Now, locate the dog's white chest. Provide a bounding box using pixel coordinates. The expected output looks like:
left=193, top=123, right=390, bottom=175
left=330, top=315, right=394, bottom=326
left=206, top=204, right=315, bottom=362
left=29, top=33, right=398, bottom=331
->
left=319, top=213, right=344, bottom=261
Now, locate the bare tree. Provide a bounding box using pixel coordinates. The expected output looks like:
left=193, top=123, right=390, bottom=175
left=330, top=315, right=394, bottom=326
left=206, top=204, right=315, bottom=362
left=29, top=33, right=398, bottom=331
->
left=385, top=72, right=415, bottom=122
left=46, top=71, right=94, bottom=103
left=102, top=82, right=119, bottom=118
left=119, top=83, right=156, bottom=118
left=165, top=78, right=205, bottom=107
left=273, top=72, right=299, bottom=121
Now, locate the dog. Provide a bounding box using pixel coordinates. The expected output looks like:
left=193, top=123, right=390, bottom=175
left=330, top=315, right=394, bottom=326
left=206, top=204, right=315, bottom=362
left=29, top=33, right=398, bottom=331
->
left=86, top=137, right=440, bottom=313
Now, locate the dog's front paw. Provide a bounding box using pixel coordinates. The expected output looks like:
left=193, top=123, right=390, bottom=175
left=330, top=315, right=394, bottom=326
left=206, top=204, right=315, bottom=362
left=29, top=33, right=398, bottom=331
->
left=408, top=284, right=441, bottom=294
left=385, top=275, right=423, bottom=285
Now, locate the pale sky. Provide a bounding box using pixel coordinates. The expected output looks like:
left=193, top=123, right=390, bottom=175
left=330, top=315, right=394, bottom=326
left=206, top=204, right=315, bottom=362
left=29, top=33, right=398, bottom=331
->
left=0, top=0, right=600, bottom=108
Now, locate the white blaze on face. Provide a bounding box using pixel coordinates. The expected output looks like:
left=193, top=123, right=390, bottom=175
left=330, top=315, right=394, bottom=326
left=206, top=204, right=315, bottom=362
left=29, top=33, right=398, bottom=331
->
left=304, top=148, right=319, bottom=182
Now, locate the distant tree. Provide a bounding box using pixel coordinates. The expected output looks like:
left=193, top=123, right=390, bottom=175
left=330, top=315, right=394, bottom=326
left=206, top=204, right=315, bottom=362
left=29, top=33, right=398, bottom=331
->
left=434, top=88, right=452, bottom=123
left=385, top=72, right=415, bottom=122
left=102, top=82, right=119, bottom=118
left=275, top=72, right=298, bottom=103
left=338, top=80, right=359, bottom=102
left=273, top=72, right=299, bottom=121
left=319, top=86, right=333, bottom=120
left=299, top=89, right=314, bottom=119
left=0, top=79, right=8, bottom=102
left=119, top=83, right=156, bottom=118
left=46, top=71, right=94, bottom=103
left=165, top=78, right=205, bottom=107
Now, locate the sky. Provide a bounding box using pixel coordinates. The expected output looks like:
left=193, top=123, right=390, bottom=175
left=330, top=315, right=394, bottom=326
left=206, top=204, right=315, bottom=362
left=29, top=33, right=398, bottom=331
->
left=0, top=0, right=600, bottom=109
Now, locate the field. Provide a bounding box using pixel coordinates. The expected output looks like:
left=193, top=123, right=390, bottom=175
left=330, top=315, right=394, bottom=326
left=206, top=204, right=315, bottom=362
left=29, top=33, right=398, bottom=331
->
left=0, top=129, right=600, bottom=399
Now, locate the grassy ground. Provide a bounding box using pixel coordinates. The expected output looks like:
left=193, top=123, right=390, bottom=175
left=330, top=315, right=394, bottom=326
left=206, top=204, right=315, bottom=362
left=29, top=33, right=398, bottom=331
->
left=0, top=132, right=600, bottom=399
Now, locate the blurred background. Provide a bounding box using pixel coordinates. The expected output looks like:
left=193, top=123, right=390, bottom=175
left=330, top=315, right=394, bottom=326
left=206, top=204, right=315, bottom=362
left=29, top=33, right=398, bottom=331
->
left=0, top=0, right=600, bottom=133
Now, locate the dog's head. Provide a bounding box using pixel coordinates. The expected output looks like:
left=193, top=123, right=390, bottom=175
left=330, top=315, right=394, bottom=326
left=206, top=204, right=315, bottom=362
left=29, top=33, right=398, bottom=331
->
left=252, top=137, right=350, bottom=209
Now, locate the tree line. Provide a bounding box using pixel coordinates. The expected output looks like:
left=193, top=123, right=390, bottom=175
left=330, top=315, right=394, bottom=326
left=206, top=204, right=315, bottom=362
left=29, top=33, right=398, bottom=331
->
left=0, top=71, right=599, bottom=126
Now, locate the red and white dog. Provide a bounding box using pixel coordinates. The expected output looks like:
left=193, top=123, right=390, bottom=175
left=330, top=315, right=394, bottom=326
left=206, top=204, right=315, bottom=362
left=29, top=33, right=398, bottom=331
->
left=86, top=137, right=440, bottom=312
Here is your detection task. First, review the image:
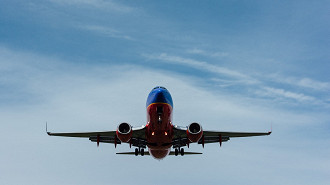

=-=-=-=-=

**Written exercise**
Rewrite the listing with every "pixel coordinates" changed to "image coordinates" and everything else left the same. Leave the pictures out.

**Task result**
Now, locate the dog's white chest. Provide a bounding box using image coordinates. The expected output looks like:
left=193, top=123, right=390, bottom=175
left=330, top=315, right=394, bottom=326
left=206, top=204, right=315, bottom=362
left=29, top=33, right=398, bottom=331
->
left=319, top=213, right=344, bottom=261
Now, locate the bare tree. Provide a bounding box using image coordinates. The expected output looks like:
left=193, top=123, right=390, bottom=175
left=330, top=315, right=394, bottom=326
left=206, top=204, right=315, bottom=362
left=29, top=33, right=398, bottom=331
->
left=385, top=72, right=415, bottom=122
left=46, top=71, right=94, bottom=103
left=102, top=82, right=119, bottom=118
left=119, top=83, right=156, bottom=118
left=165, top=78, right=205, bottom=107
left=273, top=72, right=299, bottom=121
Now, locate the dog. Provide a bounding box using image coordinates. The expected output looks like:
left=193, top=123, right=390, bottom=175
left=330, top=315, right=394, bottom=326
left=206, top=204, right=315, bottom=362
left=29, top=33, right=398, bottom=331
->
left=86, top=137, right=440, bottom=313
Now, locate the dog's front paw. Provide a bounding box using image coordinates. The expected output looks like:
left=193, top=123, right=390, bottom=175
left=330, top=315, right=394, bottom=326
left=206, top=204, right=315, bottom=362
left=29, top=33, right=398, bottom=331
->
left=408, top=284, right=441, bottom=294
left=385, top=275, right=423, bottom=285
Now, locate the pale sky. Provide a bounding box using image coordinates. The expected output looks like:
left=193, top=123, right=390, bottom=175
left=330, top=315, right=394, bottom=326
left=206, top=204, right=315, bottom=362
left=29, top=33, right=398, bottom=331
->
left=0, top=0, right=600, bottom=108
Now, locate the white blaze on face. Provide a bounding box using image coordinates. The expected output looks like:
left=193, top=123, right=390, bottom=175
left=330, top=315, right=394, bottom=326
left=206, top=204, right=315, bottom=362
left=29, top=33, right=398, bottom=331
->
left=304, top=148, right=319, bottom=182
Now, locate the distant tree. Provide a bounding box using image coordinates. The expected output looks like:
left=193, top=123, right=390, bottom=175
left=330, top=315, right=394, bottom=326
left=206, top=204, right=315, bottom=362
left=29, top=33, right=398, bottom=331
->
left=434, top=88, right=452, bottom=123
left=385, top=72, right=415, bottom=122
left=102, top=82, right=119, bottom=118
left=275, top=72, right=298, bottom=103
left=338, top=80, right=359, bottom=102
left=273, top=72, right=299, bottom=121
left=319, top=86, right=333, bottom=120
left=299, top=89, right=314, bottom=119
left=0, top=79, right=8, bottom=102
left=119, top=83, right=156, bottom=118
left=46, top=71, right=94, bottom=103
left=165, top=78, right=205, bottom=107
Now, locate the sky. Provide a bounding box using image coordinates. The expected output looks like:
left=193, top=123, right=390, bottom=175
left=330, top=315, right=394, bottom=326
left=206, top=204, right=315, bottom=362
left=29, top=33, right=398, bottom=331
->
left=0, top=0, right=600, bottom=109
Now, locate the field. Provide a bounding box using image coordinates. The expected output looks like:
left=193, top=123, right=390, bottom=175
left=330, top=315, right=394, bottom=326
left=206, top=204, right=315, bottom=362
left=29, top=33, right=398, bottom=331
->
left=0, top=129, right=600, bottom=399
Now, locate the grassy ground. Provide a bounding box using image coordinates. The expected output looks like:
left=193, top=123, right=390, bottom=175
left=330, top=315, right=394, bottom=326
left=206, top=204, right=315, bottom=362
left=29, top=33, right=398, bottom=331
->
left=0, top=132, right=600, bottom=399
Now, locate the blurred background. Provide a bounding box using image coordinates. The expected output looks like:
left=193, top=123, right=390, bottom=175
left=330, top=315, right=394, bottom=326
left=206, top=204, right=315, bottom=362
left=29, top=33, right=398, bottom=331
->
left=0, top=0, right=600, bottom=133
Now, locate the dog's head. Provide a bounding box using image coordinates. The expected output looks like:
left=193, top=123, right=390, bottom=175
left=330, top=315, right=394, bottom=326
left=206, top=204, right=315, bottom=362
left=29, top=33, right=398, bottom=331
->
left=252, top=137, right=350, bottom=209
Now, locate the tree line. Provide a bounding box using image coordinates. The expected output looks like:
left=193, top=123, right=390, bottom=175
left=330, top=315, right=394, bottom=326
left=206, top=204, right=315, bottom=362
left=29, top=33, right=398, bottom=331
->
left=0, top=71, right=599, bottom=126
Now, locate the red and white dog. Provide a bounding box using image coordinates. The expected output looks like:
left=193, top=123, right=390, bottom=175
left=330, top=315, right=394, bottom=326
left=206, top=204, right=315, bottom=362
left=29, top=33, right=398, bottom=331
->
left=86, top=137, right=440, bottom=312
Here is your detection task. First, review the image:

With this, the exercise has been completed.